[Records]
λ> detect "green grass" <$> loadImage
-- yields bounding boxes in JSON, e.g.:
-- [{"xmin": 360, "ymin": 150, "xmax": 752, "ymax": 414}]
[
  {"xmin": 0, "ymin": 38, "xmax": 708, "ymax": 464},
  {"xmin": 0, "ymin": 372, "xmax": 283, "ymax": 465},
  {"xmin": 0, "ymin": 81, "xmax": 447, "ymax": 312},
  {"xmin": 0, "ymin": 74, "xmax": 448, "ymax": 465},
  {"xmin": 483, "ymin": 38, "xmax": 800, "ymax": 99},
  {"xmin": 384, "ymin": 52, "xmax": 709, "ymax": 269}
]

Brief:
Switch "green grass" to "dry grass" throughout the records and write them out again, leaving everything else unchanged.

Result of this task:
λ> detect "dry grass" <$> loadImage
-- yields bounding boxes in JSON, e.g.:
-- [{"xmin": 360, "ymin": 150, "xmax": 752, "ymax": 414}]
[
  {"xmin": 0, "ymin": 38, "xmax": 708, "ymax": 464},
  {"xmin": 0, "ymin": 372, "xmax": 283, "ymax": 465},
  {"xmin": 0, "ymin": 81, "xmax": 447, "ymax": 312},
  {"xmin": 0, "ymin": 74, "xmax": 448, "ymax": 465},
  {"xmin": 483, "ymin": 38, "xmax": 800, "ymax": 99},
  {"xmin": 384, "ymin": 52, "xmax": 709, "ymax": 269}
]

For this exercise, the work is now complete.